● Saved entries
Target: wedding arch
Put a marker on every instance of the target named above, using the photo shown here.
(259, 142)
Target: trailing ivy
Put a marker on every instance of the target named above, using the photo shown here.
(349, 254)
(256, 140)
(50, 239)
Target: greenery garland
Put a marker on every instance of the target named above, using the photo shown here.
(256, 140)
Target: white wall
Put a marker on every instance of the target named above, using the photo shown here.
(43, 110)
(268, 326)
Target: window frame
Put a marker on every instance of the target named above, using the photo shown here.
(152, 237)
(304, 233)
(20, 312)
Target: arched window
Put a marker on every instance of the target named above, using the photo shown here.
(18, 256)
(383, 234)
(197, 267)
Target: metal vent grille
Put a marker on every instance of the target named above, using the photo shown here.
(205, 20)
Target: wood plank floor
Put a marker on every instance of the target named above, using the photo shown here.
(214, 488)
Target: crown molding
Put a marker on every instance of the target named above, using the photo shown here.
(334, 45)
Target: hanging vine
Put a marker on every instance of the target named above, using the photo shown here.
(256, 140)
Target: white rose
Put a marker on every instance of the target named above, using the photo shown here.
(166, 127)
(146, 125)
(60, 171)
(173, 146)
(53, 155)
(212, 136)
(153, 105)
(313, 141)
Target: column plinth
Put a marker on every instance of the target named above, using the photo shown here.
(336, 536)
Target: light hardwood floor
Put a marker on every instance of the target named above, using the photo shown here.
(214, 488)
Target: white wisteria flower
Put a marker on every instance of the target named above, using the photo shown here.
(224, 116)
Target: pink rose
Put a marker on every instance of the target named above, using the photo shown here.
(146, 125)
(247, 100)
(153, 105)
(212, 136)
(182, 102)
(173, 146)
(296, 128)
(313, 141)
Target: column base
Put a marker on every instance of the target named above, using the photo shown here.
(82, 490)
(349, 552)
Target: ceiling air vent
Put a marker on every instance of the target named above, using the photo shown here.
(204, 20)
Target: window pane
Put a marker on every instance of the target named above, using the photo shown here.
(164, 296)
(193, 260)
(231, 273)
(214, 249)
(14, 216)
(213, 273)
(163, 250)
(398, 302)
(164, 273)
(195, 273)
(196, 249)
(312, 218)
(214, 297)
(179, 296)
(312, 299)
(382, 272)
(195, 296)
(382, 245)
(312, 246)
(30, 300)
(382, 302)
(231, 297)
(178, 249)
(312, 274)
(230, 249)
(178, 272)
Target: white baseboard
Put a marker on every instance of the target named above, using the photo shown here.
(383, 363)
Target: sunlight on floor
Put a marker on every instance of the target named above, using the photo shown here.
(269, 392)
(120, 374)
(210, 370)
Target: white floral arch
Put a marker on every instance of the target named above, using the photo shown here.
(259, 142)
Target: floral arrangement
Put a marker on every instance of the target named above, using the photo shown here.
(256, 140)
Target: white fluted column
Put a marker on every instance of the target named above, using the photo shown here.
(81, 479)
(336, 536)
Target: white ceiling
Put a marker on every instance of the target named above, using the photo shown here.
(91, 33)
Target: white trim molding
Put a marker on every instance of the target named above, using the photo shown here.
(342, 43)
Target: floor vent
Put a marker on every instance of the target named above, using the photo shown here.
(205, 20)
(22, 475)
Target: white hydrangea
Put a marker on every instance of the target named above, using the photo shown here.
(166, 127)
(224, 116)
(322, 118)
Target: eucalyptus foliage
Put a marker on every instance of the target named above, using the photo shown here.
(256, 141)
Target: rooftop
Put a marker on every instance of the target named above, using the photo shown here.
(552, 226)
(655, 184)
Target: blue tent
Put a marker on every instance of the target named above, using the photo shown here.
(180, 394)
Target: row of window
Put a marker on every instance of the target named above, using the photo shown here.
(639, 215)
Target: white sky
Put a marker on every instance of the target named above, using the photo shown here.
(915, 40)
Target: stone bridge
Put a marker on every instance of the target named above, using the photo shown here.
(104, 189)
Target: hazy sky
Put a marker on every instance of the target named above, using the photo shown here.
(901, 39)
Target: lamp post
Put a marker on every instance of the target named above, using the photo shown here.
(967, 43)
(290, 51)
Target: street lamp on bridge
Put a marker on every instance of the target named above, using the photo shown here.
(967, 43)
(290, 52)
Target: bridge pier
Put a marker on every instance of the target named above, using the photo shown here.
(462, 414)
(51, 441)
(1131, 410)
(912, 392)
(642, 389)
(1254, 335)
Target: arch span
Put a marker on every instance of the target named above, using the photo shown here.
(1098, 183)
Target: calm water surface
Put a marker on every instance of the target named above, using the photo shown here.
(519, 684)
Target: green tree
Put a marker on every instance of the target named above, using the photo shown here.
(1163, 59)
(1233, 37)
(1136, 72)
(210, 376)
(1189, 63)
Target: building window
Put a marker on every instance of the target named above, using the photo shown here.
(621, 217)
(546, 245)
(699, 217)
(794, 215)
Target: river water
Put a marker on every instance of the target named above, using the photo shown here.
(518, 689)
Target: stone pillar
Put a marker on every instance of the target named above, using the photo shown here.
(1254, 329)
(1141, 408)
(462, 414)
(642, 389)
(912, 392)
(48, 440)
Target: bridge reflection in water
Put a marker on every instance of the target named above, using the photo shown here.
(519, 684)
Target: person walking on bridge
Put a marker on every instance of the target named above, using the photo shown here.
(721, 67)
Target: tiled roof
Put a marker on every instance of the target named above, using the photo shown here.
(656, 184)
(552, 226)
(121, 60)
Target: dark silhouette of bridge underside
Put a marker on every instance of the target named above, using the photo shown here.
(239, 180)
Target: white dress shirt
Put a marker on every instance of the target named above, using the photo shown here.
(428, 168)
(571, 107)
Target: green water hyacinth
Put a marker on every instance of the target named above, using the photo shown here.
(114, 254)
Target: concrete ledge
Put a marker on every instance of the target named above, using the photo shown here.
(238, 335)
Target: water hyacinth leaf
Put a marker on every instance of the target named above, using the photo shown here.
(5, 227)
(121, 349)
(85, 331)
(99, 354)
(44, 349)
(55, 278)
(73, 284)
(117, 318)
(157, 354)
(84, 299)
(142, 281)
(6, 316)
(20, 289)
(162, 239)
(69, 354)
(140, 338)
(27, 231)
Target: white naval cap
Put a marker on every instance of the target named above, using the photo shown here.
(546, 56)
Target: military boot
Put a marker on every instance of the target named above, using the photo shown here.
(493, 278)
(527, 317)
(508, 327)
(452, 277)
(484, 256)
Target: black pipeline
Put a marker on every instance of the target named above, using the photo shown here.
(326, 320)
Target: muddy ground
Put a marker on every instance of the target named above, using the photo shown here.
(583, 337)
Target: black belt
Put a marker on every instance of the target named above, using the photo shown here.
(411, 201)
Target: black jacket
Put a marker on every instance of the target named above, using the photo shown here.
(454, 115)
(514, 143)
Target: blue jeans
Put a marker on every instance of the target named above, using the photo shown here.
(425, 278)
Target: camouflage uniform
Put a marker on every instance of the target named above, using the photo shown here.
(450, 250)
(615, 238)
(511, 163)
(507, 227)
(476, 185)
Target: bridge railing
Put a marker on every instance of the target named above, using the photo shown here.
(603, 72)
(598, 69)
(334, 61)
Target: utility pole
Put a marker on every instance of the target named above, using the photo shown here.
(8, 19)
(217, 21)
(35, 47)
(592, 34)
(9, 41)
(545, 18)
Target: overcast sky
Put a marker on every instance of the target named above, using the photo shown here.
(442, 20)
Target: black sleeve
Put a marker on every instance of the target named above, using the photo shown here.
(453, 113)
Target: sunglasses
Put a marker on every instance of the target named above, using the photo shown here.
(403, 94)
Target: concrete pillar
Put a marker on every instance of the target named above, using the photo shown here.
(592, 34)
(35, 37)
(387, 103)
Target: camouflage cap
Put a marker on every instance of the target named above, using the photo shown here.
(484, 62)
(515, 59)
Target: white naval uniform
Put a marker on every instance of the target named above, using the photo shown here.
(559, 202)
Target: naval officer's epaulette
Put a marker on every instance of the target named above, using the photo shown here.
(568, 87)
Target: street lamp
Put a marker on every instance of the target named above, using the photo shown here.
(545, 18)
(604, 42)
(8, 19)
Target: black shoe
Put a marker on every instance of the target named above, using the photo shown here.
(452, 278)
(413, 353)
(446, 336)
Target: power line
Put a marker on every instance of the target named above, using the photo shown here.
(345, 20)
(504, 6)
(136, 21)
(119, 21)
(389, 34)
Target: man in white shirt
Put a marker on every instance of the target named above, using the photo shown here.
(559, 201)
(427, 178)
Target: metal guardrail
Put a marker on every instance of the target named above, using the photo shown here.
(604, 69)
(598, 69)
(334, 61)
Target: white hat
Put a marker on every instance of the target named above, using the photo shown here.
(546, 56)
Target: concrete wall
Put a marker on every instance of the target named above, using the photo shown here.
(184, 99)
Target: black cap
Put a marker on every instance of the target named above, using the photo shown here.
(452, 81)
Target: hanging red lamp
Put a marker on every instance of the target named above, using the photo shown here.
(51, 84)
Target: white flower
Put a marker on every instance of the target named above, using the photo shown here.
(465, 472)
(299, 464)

● Problem to solve
Exact copies of the lines from the start of the data up to the line holding "Target: white rose", both included, are all that is needed.

● Answer box
Target: wedding arch
Put a marker on every instance of the target named above, using the photo shown here.
(259, 142)
Target: trailing ivy
Put a marker on every instance of the target named above, using the photo shown here.
(349, 254)
(256, 140)
(50, 239)
Target: greenery garland
Put a marker on every instance of the target named above, using the photo shown here.
(256, 140)
Target: white wall
Put a marker on every instance of the target named above, using the photo shown here.
(43, 110)
(268, 326)
Target: window frame
Put a marker on every instance of the target named above, using the photo shown here.
(152, 237)
(304, 233)
(20, 312)
Target: arched window
Put a marker on every instance of the target named above, using the photo shown here.
(18, 256)
(383, 234)
(197, 267)
Target: metal vent grille
Put a marker on every instance of the target named above, using the photo shown here.
(205, 20)
Target: wood plank floor
Put a marker on every instance of the target named above, using the photo shown here.
(214, 488)
Target: crown molding
Put a marker on every instance of the target named above, using the photo shown here.
(334, 45)
Target: hanging vine
Put a marker on every instance of the target named above, using the photo shown here.
(256, 140)
Target: white rose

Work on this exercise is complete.